Task instructions -
1. For the passage on the Scottish Catholic Church, decide whether each statement agrees with the text: (a) the Scottish hierarchy was restored in 1878; (b) the Scottish mission numbered around 65,000 at the start of the 19th century; (c) Charles Eyre was a Scot. Answer each with yes or no and quote the deciding words.
2. Reproduce the passage on the Scottish Catholic Church word for word, between "I want to begin" and "of the church.", inclusive.

** start of Supplied passage **

I want to begin our shared reflection on Scotland’s synodal journey with a focus on the way history has shaped the Scottish Catholic church and its culture.

This is a good place to  start: in a room dominated by the portrait of Glasgow’s first archbishop of modern times, Charles Eyre, an Englishman who came here to bring order and stability to a church marked by tension between Scots and Irish clergy; and overlooking the river Clyde, which brought many of the Irish immigrants to Scotland who were to change the face of the church.

The Scottish Church

The Scottish Catholic Church of the 19th century was made up of three very different groups: the remnant which had survived the Reformation in small pockets in the north east, the south west, and remote parts of the Highlands and Islands; immigrants, many of them Irish, especially those who came after the famine of the 1840s; and a small group of wealthy and influential lay people, many of them converts to Catholicism, who looked to Rome and to the British state for their identity.

The Scottish mission, as it was called, was numerically small and weak at the start of the century: around 30,000 out of a population of around 1.6 million. Its titular bishops, known as vicars apostolic until the restoration of the Scottish hierarchy in 1878, were keen to reassure those in authority that Catholics posed no threat to the political and religious establishment. In a pastoral letter of 1793, Vicar Apostolic George Hay advised Catholics to be ‘extremely cautious not to give the least cause of offence to anyone’.

All that changed with Irish immigration. Catholicism’s centre shifted from the rural North East to the new industrial centre of Glasgow. In the 1830s an estimated 65,000 Catholics were settled in the Glasgow area; in 1847 alone, 50,000 arrived in the wake of famine.  The Glasgow Herald noted in December, 1846,

‘Our poor Irish friends should understand that the city of Glasgow is overrun with poor, and by flocking hither in droves they are only exposing themselves to certain misery…’

The church struggled to respond. It had to find a way of establishing a structure to help meet the spiritual and practical needs of a burgeoning, shifting, desperately poor population; to minimize anti-Catholic and anti-Irish sentiments in the wider community; and to guard against expressions of support for Irish nationalism, which would have been perceived as a threat to the state.

** end of Supplied passage **
** start of Material shown **

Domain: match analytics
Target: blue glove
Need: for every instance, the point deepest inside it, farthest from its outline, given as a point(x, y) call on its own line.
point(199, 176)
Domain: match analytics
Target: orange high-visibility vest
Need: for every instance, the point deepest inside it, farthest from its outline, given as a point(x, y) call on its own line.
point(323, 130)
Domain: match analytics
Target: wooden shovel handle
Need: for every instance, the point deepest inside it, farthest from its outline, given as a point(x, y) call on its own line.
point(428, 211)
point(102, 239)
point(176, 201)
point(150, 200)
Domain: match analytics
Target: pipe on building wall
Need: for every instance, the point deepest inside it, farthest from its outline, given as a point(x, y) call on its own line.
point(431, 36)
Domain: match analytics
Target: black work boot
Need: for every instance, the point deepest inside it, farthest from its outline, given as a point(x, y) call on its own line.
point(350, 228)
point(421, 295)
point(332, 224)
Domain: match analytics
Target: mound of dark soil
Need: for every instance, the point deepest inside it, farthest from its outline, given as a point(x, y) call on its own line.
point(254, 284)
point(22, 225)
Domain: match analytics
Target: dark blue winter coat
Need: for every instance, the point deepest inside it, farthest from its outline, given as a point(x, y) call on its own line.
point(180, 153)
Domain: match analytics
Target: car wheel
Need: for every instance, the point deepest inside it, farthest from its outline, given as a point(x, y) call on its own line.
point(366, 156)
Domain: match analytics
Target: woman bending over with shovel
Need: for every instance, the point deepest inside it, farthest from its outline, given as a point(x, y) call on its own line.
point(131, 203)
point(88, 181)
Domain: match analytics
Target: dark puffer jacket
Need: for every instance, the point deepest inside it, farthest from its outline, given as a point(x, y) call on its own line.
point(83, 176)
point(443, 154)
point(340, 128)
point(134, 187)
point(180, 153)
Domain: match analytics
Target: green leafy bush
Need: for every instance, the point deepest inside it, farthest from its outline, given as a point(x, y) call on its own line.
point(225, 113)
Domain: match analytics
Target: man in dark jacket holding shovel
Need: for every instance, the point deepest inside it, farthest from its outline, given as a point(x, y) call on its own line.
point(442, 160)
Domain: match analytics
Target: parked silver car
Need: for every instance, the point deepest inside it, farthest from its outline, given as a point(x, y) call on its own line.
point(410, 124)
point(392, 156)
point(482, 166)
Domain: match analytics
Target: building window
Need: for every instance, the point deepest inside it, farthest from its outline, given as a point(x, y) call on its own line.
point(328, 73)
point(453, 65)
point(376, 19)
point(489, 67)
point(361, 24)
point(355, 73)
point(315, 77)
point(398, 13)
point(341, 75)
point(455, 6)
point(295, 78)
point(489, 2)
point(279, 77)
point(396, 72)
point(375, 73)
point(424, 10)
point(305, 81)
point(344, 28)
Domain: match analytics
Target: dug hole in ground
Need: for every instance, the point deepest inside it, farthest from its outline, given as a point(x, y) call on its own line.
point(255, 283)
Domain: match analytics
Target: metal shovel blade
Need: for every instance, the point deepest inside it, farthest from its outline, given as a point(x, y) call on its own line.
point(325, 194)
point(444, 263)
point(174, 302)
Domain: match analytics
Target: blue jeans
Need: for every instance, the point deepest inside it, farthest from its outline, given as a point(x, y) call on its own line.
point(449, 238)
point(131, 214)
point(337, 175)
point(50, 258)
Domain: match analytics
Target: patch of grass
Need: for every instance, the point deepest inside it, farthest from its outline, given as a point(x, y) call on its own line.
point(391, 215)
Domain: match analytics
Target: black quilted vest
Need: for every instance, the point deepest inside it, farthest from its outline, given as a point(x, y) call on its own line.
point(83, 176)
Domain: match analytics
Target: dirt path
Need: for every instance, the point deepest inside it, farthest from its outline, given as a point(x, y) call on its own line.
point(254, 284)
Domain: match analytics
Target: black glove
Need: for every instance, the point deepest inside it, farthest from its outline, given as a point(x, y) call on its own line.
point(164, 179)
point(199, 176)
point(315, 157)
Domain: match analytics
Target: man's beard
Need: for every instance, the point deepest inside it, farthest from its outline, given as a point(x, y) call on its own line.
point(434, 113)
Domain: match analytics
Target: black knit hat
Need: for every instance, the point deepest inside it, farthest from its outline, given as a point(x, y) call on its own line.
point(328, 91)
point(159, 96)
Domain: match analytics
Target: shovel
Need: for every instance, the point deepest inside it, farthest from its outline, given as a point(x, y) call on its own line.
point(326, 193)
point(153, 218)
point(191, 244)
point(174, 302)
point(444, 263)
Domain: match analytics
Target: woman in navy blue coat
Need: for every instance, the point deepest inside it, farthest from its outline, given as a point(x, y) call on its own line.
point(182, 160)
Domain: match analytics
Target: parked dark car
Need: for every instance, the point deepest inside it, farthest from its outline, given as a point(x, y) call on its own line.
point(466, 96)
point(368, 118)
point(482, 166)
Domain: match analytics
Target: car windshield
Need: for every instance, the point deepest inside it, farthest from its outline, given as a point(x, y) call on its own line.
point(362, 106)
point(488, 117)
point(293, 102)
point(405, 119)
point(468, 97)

** end of Material shown **

Response list -
1.
(a) Yes: "until the restoration of the Scottish hierarchy in 1878"
(b) No: "around 30,000 out of a population of around 1.6 million"
(c) No: "Charles Eyre, an Englishman"

2.
I want to begin our shared reflection on Scotland’s synodal journey with a focus on the way history has shaped the Scottish Catholic church and its culture.

This is a good place to  start: in a room dominated by the portrait of Glasgow’s first archbishop of modern times, Charles Eyre, an Englishman who came here to bring order and stability to a church marked by tension between Scots and Irish clergy; and overlooking the river Clyde, which brought many of the Irish immigrants to Scotland who were to change the face of the church.